▸ **Set exercise**:
Reproduce the records below line for line, without changing anything.

[Collection entries]
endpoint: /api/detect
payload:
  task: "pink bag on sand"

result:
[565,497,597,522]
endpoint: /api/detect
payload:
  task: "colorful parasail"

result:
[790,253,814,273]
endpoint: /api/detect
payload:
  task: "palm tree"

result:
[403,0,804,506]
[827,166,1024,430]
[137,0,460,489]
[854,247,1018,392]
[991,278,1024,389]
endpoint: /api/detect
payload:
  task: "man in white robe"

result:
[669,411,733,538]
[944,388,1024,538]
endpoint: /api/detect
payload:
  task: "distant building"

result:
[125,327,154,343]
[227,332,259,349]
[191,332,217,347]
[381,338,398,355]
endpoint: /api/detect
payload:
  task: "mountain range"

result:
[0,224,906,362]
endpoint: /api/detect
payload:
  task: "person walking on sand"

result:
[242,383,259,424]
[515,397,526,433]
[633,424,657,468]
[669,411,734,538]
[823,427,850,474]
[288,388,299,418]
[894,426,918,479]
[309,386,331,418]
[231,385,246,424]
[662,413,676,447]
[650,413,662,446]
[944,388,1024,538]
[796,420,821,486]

▸ **Task solution**:
endpoint: /api/detect
payload:
  task: "pink bag on sand"

result:
[565,497,597,522]
endpoint: /api/detect
payload:
  task: "colorful parasail"

result:
[790,253,814,273]
endpoint: /api/detect
payload:
  task: "palm tree"

result:
[403,0,804,506]
[827,166,1024,430]
[137,0,460,489]
[854,247,1018,392]
[991,278,1024,389]
endpoint: /api/detect
payload:
  task: "man in white robe"

result:
[669,411,733,538]
[944,388,1024,538]
endpoint: /api/detect
payload:
  task: "distant building"

result:
[125,327,154,343]
[227,332,259,349]
[191,332,217,347]
[381,338,398,355]
endpoint: /api/detect
payload:
  task: "mountain range"

result:
[0,224,906,362]
endpoint: /api/detect
payload:
  task: "person walking on sand"

result:
[242,383,259,424]
[515,397,526,433]
[633,424,657,468]
[669,411,734,538]
[823,427,850,474]
[288,388,299,418]
[894,426,918,479]
[309,386,331,418]
[231,385,246,424]
[662,413,676,447]
[650,413,662,446]
[944,388,1024,538]
[796,420,821,486]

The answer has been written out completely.